## TASK
Reproduce the passage on feature names word for word, from "from sklearn.base import" to "X[self.B_columns].to_numpy()".

Feature names out#
Check developer API for set_output
for more details.
In practice, it’s extremely important to be able to save column names through transformations.
import numpy as np
import pandas as pd
example_data = pd.read_parquet("example_frame.parquet")
from sklearn.base import BaseEstimator, TransformerMixin
from sklearn.pipeline import FeatureUnion
The class from minimum setup the previous section doesn’t have get_feature_names_out
by default - so you’ll get a corresponding error. The following cell shows it:
class ColumnsSubtraction(BaseEstimator, TransformerMixin):
def __init__(self, A_columns : list, B_columns : list):
self.A_columns = A_columns
self.B_columns = B_columns
def fit(self, X, y=None):
return self
def transform(self, X):
return (
X[self.A_columns].to_numpy() -
X[self.B_columns].to_numpy()
)
transoformer = (
ColumnsSubtraction(
["a x", "a y"],
["b x", "b y"]
)
.fit(example_data)
)
try:
transoformer.get_feature_names_out()
except Exception as e:
print(e)
'ColumnsSubtraction' object has no attribute 'get_feature_names_out'
As a result, you cannot use interfaces associated with feature names in a transformer that contains such components.
Defining get_feature_names_out
#
Here, for our example with a transformer that subtracts columns, we define get_feature_names_out
, which returns column names corresponding to the sense of the transformation.
class ColumnsSubtractionNames(BaseEstimator, TransformerMixin):
def __init__(self, A_columns : list, B_columns : list):
if len(A_columns) != len(B_columns):
raise ValueError(
"The number of columns in the decreasing "
"and subtracting columns do not match."

## SOURCE EXCERPT
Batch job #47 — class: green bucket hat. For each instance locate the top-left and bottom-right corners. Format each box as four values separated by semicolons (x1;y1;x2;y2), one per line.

## FINAL RESULT
from sklearn.base import BaseEstimator, TransformerMixin
from sklearn.pipeline import FeatureUnion
The class from minimum setup the previous section doesn’t have get_feature_names_out
by default - so you’ll get a corresponding error. The following cell shows it:
class ColumnsSubtraction(BaseEstimator, TransformerMixin):
def __init__(self, A_columns : list, B_columns : list):
self.A_columns = A_columns
self.B_columns = B_columns
def fit(self, X, y=None):
return self
def transform(self, X):
return (
X[self.A_columns].to_numpy() -
X[self.B_columns].to_numpy()